━━━ Material to process
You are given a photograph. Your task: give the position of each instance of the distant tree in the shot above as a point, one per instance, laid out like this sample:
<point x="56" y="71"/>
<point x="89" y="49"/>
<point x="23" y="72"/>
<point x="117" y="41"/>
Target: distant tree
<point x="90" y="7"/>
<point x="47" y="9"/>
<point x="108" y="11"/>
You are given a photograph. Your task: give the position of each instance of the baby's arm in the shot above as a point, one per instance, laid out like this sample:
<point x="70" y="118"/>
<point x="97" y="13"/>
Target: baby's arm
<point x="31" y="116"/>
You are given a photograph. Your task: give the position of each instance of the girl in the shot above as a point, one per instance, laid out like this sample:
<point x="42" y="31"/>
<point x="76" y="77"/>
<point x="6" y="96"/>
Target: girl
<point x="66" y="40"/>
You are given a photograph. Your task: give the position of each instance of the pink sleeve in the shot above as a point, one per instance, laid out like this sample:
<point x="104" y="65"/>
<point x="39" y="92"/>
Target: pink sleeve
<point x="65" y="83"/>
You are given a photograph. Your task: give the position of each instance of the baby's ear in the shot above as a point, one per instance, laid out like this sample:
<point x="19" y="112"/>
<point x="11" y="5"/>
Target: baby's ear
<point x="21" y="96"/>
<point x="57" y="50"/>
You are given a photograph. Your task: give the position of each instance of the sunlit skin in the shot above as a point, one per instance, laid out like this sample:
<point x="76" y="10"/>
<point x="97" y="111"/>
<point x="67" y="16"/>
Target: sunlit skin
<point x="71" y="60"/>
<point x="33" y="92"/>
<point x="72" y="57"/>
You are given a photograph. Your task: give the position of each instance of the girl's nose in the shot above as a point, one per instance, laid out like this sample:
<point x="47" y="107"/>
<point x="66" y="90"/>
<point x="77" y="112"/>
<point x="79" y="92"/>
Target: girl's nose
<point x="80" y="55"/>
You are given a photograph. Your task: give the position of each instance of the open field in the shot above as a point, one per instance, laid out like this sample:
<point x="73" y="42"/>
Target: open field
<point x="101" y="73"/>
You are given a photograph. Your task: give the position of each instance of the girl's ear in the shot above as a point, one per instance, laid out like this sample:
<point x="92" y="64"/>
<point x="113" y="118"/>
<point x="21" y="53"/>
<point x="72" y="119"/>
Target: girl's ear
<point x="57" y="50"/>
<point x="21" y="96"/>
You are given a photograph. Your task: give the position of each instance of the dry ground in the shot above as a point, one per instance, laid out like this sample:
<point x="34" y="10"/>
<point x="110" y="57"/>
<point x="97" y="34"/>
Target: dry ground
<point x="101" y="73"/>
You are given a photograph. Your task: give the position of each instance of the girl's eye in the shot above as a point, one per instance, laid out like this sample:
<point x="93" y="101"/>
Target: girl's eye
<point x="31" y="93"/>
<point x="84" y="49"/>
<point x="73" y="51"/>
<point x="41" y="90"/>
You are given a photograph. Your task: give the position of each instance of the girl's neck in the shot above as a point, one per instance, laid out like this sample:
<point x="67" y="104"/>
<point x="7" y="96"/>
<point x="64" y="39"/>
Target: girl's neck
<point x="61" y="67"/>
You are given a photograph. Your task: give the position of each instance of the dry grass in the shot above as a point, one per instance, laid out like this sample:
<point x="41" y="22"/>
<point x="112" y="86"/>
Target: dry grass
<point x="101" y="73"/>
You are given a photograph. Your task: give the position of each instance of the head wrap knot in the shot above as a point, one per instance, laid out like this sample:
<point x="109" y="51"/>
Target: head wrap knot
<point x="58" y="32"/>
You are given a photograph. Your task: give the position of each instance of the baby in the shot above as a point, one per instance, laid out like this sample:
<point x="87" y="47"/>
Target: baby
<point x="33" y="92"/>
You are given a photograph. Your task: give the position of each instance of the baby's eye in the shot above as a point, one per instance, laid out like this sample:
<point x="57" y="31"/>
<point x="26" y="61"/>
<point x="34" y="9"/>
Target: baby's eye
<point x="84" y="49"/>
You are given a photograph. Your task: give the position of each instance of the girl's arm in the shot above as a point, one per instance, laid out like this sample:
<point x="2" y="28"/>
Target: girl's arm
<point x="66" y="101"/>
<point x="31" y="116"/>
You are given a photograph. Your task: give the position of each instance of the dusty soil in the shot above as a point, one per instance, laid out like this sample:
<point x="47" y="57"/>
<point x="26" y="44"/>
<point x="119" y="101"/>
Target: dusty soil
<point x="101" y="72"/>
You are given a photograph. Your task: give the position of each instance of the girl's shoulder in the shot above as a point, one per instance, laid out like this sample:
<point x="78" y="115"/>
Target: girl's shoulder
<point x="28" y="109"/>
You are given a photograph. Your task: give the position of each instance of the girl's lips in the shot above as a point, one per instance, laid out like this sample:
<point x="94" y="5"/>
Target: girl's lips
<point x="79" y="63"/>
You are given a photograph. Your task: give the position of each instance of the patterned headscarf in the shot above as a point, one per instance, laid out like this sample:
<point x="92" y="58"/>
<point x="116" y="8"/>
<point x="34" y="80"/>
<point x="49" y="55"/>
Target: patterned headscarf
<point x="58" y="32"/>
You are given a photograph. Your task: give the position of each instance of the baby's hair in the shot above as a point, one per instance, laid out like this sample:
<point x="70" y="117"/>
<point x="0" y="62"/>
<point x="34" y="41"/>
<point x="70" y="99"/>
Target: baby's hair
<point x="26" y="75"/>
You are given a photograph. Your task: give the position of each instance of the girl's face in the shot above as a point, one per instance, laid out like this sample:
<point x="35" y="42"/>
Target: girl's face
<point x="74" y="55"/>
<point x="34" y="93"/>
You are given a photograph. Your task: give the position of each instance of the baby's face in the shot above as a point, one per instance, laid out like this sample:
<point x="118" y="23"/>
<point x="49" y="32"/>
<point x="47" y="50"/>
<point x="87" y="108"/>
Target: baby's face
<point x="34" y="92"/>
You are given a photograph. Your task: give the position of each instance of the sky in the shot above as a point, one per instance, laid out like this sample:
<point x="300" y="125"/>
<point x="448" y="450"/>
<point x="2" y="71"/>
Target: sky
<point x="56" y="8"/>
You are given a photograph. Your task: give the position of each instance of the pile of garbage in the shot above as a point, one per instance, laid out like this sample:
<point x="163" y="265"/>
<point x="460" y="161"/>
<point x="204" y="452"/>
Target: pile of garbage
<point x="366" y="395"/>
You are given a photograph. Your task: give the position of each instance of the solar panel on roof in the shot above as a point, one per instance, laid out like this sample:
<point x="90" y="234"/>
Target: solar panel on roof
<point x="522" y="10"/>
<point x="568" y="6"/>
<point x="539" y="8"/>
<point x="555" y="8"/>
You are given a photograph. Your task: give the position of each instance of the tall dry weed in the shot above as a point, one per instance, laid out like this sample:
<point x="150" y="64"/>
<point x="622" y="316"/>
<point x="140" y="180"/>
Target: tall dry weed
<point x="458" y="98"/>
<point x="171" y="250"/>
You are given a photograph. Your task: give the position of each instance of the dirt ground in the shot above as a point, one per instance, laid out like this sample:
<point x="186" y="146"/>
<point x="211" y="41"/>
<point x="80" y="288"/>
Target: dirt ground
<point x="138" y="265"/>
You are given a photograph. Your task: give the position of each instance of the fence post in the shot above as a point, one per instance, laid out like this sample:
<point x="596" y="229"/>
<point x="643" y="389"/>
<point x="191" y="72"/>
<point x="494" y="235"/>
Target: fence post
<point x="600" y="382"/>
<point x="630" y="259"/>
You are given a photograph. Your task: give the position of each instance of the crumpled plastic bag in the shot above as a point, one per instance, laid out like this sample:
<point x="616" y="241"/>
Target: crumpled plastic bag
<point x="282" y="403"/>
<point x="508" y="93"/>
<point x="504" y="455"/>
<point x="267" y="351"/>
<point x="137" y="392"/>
━━━━━━
### Problem to work on
The lines to reproduce run from the line containing "of the crumpled" to the end of the listing; write them out exactly and add nothing.

### Worked answer
You are given a photograph. Your task: give the position of each instance of the crumpled plastic bag in the shot above as a point, one per instance, laid out like this sample:
<point x="616" y="241"/>
Target: crumpled plastic bag
<point x="282" y="403"/>
<point x="508" y="93"/>
<point x="504" y="455"/>
<point x="267" y="351"/>
<point x="137" y="392"/>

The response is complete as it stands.